É o totalitarismo, estúpido
- Redação
- 13 de jul.
- 6 min de leitura

Por Julio Pegna*
Eunice Paiva, recentemente descoberta pela maioria dos brasileiros no filme Ainda Estou Aqui, é mais atual que nunca. A luta pelo reconhecimento da morte de seu marido, Rubens Paiva, é a demonstração viva da resistência e da busca pela verdade. Por isso, diante do que vem acontecendo no Brasil e no mundo, é relevante lembrar este fato histórico e desafiador.
Já que começo citando o passado, vou retroceder um pouco, voltar aos anos 1930, na Europa, quando o nazifascismo descobriu que a comunicação é a alma do negócio. Goebbels dizia que uma mentira se transforma em verdade se devidamente manipulada.
Uma década antes, lá pelos 1920, em Chicago, lembro de dois personagens reais que estão na história dos Estados Unidos: Johnny Torrio e Al Capone.
Com a Lei Seca em vigor, uma organização criminosa denominada Cosa Nostra, formada por ítalo-Norte-Americanos, espalhava o terror na região usando a chantagem como método de extorsão. O fim é conhecido, foi retratado pelo cinema; a quadrilha foi derrotada após prisão do chefe da contabilidade.
· · ·
▶ Enunciado da tarefa: Prossiga o artigo de opinião sobre o totalitarismo acima, começando logo após a última frase apresentada.

▶ Dados brutos:
· · ·
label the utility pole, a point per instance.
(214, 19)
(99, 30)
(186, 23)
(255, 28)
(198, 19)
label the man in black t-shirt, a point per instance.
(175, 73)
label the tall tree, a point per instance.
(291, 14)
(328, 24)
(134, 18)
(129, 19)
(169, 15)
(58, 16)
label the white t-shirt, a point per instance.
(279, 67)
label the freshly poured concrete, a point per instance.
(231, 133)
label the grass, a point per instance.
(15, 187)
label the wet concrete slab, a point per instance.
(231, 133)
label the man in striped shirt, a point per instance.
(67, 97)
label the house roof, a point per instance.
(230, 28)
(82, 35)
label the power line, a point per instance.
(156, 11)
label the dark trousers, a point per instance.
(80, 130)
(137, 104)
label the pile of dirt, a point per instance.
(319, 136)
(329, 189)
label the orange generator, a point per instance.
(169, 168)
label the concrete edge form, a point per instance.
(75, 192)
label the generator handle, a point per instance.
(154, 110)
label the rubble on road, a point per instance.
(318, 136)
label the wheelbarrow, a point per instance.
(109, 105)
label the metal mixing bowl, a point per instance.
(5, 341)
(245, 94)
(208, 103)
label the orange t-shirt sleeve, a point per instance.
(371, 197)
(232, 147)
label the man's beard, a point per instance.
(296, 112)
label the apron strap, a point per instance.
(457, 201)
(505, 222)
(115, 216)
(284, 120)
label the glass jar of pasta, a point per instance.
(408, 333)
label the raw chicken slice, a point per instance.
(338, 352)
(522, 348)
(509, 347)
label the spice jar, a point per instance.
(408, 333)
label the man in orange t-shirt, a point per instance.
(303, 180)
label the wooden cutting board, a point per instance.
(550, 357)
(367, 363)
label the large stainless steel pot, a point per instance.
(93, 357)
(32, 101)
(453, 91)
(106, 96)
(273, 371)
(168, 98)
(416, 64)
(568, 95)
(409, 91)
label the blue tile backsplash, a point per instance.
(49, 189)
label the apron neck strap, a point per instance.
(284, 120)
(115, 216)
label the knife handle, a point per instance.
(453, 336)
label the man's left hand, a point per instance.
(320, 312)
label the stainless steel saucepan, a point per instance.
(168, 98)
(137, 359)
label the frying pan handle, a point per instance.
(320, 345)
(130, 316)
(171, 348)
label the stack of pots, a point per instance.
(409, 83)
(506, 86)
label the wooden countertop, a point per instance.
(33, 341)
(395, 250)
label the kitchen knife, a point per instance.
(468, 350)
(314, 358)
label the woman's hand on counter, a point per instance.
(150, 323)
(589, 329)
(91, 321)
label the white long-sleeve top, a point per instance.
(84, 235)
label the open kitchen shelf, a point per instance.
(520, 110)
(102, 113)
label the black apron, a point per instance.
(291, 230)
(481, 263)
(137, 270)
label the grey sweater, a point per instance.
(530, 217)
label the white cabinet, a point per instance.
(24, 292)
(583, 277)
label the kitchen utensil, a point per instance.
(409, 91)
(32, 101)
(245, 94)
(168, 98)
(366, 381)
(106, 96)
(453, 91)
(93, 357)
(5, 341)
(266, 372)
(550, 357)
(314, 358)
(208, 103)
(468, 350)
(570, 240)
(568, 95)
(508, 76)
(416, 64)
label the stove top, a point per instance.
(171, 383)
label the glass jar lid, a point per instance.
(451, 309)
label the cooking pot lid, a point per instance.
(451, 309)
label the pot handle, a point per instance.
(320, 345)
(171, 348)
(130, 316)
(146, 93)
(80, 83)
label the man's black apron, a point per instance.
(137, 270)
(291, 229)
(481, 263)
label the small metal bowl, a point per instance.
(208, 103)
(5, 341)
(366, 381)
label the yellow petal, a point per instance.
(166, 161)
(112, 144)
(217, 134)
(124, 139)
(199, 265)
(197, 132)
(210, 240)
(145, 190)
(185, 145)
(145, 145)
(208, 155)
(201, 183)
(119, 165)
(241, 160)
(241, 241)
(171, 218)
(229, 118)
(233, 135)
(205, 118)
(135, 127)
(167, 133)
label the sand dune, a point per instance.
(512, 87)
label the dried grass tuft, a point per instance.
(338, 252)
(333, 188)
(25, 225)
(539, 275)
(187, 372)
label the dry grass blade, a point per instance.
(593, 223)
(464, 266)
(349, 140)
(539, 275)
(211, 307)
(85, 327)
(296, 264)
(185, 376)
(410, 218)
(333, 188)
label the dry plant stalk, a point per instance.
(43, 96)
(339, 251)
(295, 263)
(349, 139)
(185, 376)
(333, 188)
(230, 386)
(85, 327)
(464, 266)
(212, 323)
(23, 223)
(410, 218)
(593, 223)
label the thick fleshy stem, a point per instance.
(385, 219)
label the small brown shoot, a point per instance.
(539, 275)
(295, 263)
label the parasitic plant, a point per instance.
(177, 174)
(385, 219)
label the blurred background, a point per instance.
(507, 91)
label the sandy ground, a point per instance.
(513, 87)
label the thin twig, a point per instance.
· · ·
▶ Resposta ao exercício:
Por que trago o passado para este texto? Porque é tão atual quanto o livro de Marcelo Rubens Paiva sobre o desaparecimento de seu pai. DE VOLTA AO PASSADO Voltando ao século XXI é inevitável perceber que estamos caminhando aceleradamente de volta ao passado. A comunicação como instrumento de chantagem e terror está em ação novamente e aponta para um momento trágico como foi o período da ascensão da extrema-direita radical há 80 anos.

Não bastaram os inúmeros estudos produzidos por bravos historiadores, sociólogos, filósofos e pensadores para nos fazer compreender os erros. Não. Lideranças mundiais se utilizam dos mesmos argumentos e métodos para trazer de volta o que já deveria estar enterrado para sempre: o fundamentalismo.
Para compreender melhor a evolução deste retrocesso é preciso reler Hannan Arendt e sua obra “A Banalidade do Mal”. O combate só é possível quando a compreensão da estratégia do oponente é conhecida. Arendt diz, basicamente: O totalitarismo que manipula a realidade substitui o fato pela ficção, a verdade pela mentira. Desta forma, o pensamento crítico desaparece e o imaginário popular é tomado por uma forma de niilismo que rejeita a idéia de valores éticos e que a verdade é apenas uma construção social e subjetiva. Uma vez construída esta narrativa na sociedade, ou em parte dela, a ruptura democrática é facilmente construída com massiva aprovação popular.
Se, na metade do século XX, a ideologia capitalista em países periféricos era imposta com ouso da força, de golpes militares, hoje a tática é diferente. A manipulação das mentes é feita através da comunicação (Goebbels) e do terrorismo social (Al Capone) para, ao fim e ao cabo, obter o mesmo resultado.
A REVOLUÇÃO DA DIREITA e o apoio popular, pelo que se pode perceber, é o fator determinante. José Guilherme Merquior, um dos maiores intelectuais brasileiros, escreveu que “o fascismo tem uma ambição revolucionária” porque busca reorganizar a sociedade num modelo nacionalista e autoritário sob a máscara de “regenerar” as relações sociais.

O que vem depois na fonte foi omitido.